O también, cuando se trata de la reunión de los hermanos en consejo: “Cada vez
que haya que hacer cosas importantes en el monasterio, el abad debe convocar a
toda la comunidad y explicarle de lo que se trata. Entonces, habiendo escuchado
el consejo de los hermanos, que reflexione el mismo, y lo que hubiera juzgado
más indicado, que lo haga” (3,1-2). Debe decir y escuchar, reflexionar y
juzgar, y finalmente obrar.
La triada bíblica
gobierna la antropología de la RB. Si
bien no lo transparenta claramente más que en los momentos de emergencia, está
constantemente subyacente. El monje debe empeñar en su “conversatio” su escucha, su corazón y su energía activa. Subrayando
tanto uno como otro de los trazos, la RB
exige en todas partes la conjunción y no soporta que ninguno sea olvidado. Este
es el secreto de la plenitud, del equilibrio y de la paz de los claustros.
Diferente es la
mirada que la corriente greco-latina echa sobre el hombre; lo ve compuesto de
un cuerpo y de un alma. San Benito no reposa sobre la perceptiva dualista,
adoptada por los teólogos de su tiempo, sino que la somete a la visión bíblica,
evitando ostentar un desprecio cualquiera por el cuerpo. Es juntos que “el
corazón y el cuerpo deben estar preparados para la lucha que impone la santa obediencia
a los preceptos” (Pról 40). “El
cuerpo y el alma forman los dos tirantes de la escala” que conduce al cielo, y
los diversos grados de humildad están insertados tanto en uno como en otro
(7,9). El monje es invitado a indicar y a hacer visible su humildad “no solo de
corazón, sino también por su propio cuerpo” (7,62). El testimonio de estos
textos es doble: por una parte, la RB
utiliza la composición hilemórfica, y por otra, la subordina a la visión
hebraica, ya que prefiere, dos veces sobre tres, el termino corazón al del
alma, y ya que los asocia concretamente en la impresa de la vida monástica.

SECCIÓN DE DATOS

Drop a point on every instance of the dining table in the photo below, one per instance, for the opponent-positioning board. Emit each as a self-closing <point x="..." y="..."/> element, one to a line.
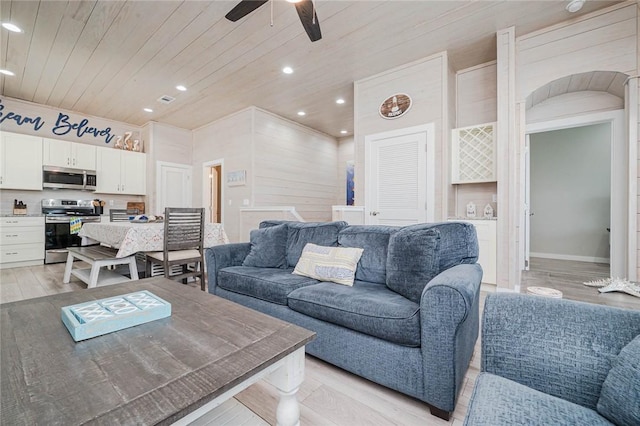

INSTRUCCIONES DE TRABAJO
Retoma el fragmento sobre el cuerpo, el corazón y el alma en la vida monástica, y continúalo a partir de su última oración.

RESPUESTA
Otro extracto del
capítulo 7 revela de manera elocuente el mismo espíritu. Yuxtapone las dos
estructuras antropológicas, pero reduciendo la inspiración griega al genio
semítico. Cuando la RB conjura al
monje de guardarse de pecados y vicios precisa: “los de los pensamientos, de la
lengua, de las manos, de los pies y también de la voluntad propia, como también
de los deseos de la carne” (7,12). El alma y el cuerpo, que son los dos polos
del compuesto humano caros a los griegos, son presentados bajo los términos
bíblicos de voluntad y de carne, y colindan con los tres términos del esquema
hebraico. En el conjunto de la RB, el
recurso parsimonioso al modelo greco-latino es eclipsado por la dominación
constante del modelo hebreo.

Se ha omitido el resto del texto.